→ Problem to work on:
Repeat the lines below exactly as they appear, but leave out the images.

Point placement records
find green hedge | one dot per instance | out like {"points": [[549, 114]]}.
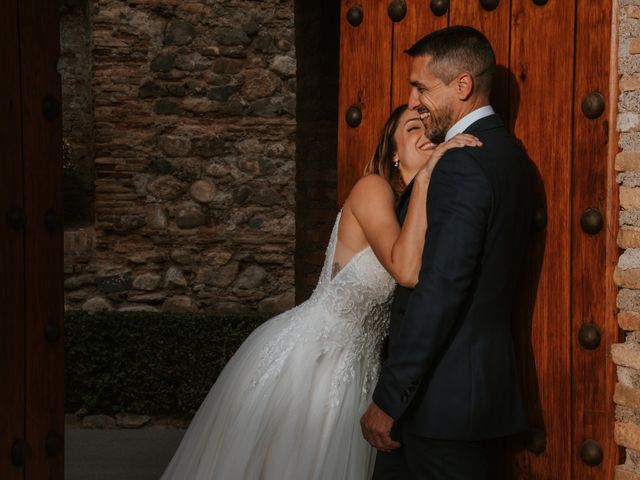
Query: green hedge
{"points": [[152, 363]]}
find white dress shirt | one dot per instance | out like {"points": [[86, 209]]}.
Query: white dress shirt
{"points": [[471, 117]]}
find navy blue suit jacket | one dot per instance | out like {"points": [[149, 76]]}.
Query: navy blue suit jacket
{"points": [[450, 371]]}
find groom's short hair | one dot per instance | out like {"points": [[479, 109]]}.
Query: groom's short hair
{"points": [[455, 50]]}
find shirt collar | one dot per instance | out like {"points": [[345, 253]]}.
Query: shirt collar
{"points": [[472, 117]]}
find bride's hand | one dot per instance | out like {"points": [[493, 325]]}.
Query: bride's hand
{"points": [[459, 141]]}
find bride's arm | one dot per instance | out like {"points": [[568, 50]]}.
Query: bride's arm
{"points": [[399, 249]]}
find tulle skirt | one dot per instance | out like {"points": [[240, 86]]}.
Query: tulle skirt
{"points": [[284, 419]]}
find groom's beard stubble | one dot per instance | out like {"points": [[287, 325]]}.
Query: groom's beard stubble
{"points": [[438, 126]]}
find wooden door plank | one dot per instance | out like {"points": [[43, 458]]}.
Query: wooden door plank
{"points": [[540, 110], [495, 25], [418, 22], [42, 149], [593, 289], [11, 246], [365, 81]]}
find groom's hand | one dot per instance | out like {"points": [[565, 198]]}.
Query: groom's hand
{"points": [[376, 429]]}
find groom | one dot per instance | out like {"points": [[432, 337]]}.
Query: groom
{"points": [[449, 383]]}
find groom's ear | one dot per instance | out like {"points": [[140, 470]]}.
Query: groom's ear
{"points": [[464, 86]]}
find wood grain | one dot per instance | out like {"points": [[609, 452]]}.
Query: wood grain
{"points": [[541, 90], [365, 80], [495, 25], [418, 22], [11, 247], [594, 374], [43, 180]]}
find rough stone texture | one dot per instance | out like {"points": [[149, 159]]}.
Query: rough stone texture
{"points": [[191, 141], [627, 435], [130, 420], [627, 396], [629, 320], [625, 472], [627, 274], [77, 105]]}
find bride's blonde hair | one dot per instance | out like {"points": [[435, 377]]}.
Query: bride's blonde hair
{"points": [[382, 159]]}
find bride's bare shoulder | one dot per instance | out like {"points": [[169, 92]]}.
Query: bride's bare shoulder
{"points": [[371, 186]]}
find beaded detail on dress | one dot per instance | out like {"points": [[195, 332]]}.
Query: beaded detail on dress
{"points": [[349, 311]]}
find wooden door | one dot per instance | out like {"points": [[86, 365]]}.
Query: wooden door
{"points": [[552, 59], [31, 255]]}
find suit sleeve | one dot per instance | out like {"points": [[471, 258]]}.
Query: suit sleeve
{"points": [[458, 208]]}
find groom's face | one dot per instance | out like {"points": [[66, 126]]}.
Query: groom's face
{"points": [[431, 98]]}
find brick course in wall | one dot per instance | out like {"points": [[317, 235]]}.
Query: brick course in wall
{"points": [[194, 140], [627, 275]]}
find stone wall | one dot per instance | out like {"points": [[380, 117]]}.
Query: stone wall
{"points": [[194, 141], [627, 355], [75, 70]]}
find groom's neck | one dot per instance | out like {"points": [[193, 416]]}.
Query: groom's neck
{"points": [[468, 106]]}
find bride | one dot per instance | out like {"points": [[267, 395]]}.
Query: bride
{"points": [[288, 403]]}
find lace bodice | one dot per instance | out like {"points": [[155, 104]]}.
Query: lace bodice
{"points": [[360, 288], [349, 311]]}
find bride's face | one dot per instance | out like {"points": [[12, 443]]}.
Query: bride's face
{"points": [[414, 148]]}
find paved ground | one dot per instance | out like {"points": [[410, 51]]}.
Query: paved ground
{"points": [[119, 454]]}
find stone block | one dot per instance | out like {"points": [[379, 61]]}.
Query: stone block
{"points": [[624, 472], [629, 83], [632, 11], [629, 237], [629, 321], [179, 304], [202, 191], [628, 300], [179, 33], [627, 396], [627, 278], [629, 198], [626, 161], [628, 122], [627, 355], [627, 435]]}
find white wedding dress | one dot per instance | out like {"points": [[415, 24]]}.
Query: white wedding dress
{"points": [[287, 406]]}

→ Output of the exercise:
find green hedge | one dot per instance | out like {"points": [[549, 114]]}.
Query: green hedge
{"points": [[152, 363]]}
find white dress shirt | one dot per instance | out like {"points": [[86, 209]]}.
Query: white dress shirt
{"points": [[471, 117]]}
find navy blue suit jacket | one dot per instance | out like {"points": [[149, 76]]}.
Query: navy blue suit jacket
{"points": [[450, 371]]}
find groom's short hair | one dot per instance | out like {"points": [[479, 109]]}.
Query: groom's short hair
{"points": [[455, 50]]}
find shirt collar | one dot per instance | out like {"points": [[345, 253]]}.
Query: shirt collar
{"points": [[472, 117]]}
find bride's hand | one dot per instance | out like {"points": [[493, 325]]}.
Query: bride's hand
{"points": [[459, 141]]}
find bride's arm | one dot per instance | out like {"points": [[568, 50]]}.
Query: bride's arm
{"points": [[399, 249]]}
find tulle skirt | one dot per instance | out like {"points": [[240, 86]]}.
Query: tulle skirt
{"points": [[284, 419]]}
find groom's beard stubble | one dot per instance | out like {"points": [[287, 325]]}.
Query: groom's beard stubble
{"points": [[438, 126]]}
find wooden door plank | one dot per instance | out like {"points": [[43, 458]]}.
Query: wooden door plank
{"points": [[540, 110], [495, 25], [418, 22], [42, 149], [593, 289], [11, 246], [365, 81]]}
find groom's hand | one dot per instance | out like {"points": [[565, 198]]}.
Query: groom's hand
{"points": [[376, 429]]}
find groom | one dot per instance | out like {"points": [[432, 337]]}.
Query: groom
{"points": [[449, 383]]}
find groom's ear | one dot per instance | out like {"points": [[140, 470]]}.
Query: groom's ear
{"points": [[464, 86]]}
find wood grain | one dot per instance | out like {"points": [[609, 452]]}.
Query: wood grain
{"points": [[541, 90], [365, 80], [495, 25], [418, 22], [11, 247], [594, 374], [43, 180]]}
find rough stone texture | one dot per instance | out like {"points": [[149, 159]]}.
Query: rough stone texture
{"points": [[191, 141], [627, 435], [130, 420], [627, 396], [629, 320], [625, 472], [627, 274], [77, 105]]}
find bride's blonde hair | one dot per instance | out like {"points": [[435, 377]]}.
Query: bride's blonde hair
{"points": [[382, 159]]}
find bride's bare shoulder | one dot per instance | out like {"points": [[169, 92]]}.
Query: bride's bare shoulder
{"points": [[371, 186]]}
find beaded detail on dress | one dot per instance | out like {"points": [[195, 332]]}.
Query: beaded detail on dress
{"points": [[349, 311]]}
find wooden door | one dot per instance | out like {"points": [[86, 365]]}.
Query: wooden door
{"points": [[552, 59], [31, 255]]}
find suit sleeve | one dot per instance | out like {"points": [[471, 258]]}.
Query: suit sleeve
{"points": [[458, 208]]}
find groom's face | one dot per instance | out like {"points": [[66, 126]]}.
Query: groom's face
{"points": [[431, 98]]}
find brick course in wall | one dot per instance | out like {"points": [[317, 235]]}.
Query: brick course in wall
{"points": [[194, 140], [627, 275]]}
find stone wall | one dot per instance | out like {"points": [[380, 117]]}.
Query: stone wall
{"points": [[194, 141], [627, 355], [75, 70]]}
find groom's neck | one dot per instance | out like {"points": [[193, 416]]}.
Query: groom's neck
{"points": [[468, 106]]}
find bride | one dot per instance | out like {"points": [[267, 395]]}.
Query: bride
{"points": [[288, 403]]}
find lace bodice | one dot per instance | out like {"points": [[155, 104]]}.
Query: lace bodice
{"points": [[360, 288], [349, 311]]}
find bride's face | one dot per instance | out like {"points": [[12, 443]]}.
Query: bride's face
{"points": [[414, 148]]}
find paved ground | one dot per instance | out like {"points": [[410, 51]]}.
Query: paved ground
{"points": [[119, 454]]}
find stone block | one dot per instance | out like {"points": [[379, 61]]}.
Query: stone block
{"points": [[624, 472], [629, 83], [632, 11], [629, 237], [629, 321], [179, 304], [202, 191], [628, 300], [179, 33], [627, 396], [627, 278], [629, 198], [626, 161], [628, 122], [627, 355], [627, 435]]}
find white wedding dress | one dot per instance | out like {"points": [[415, 24]]}.
Query: white wedding dress
{"points": [[287, 406]]}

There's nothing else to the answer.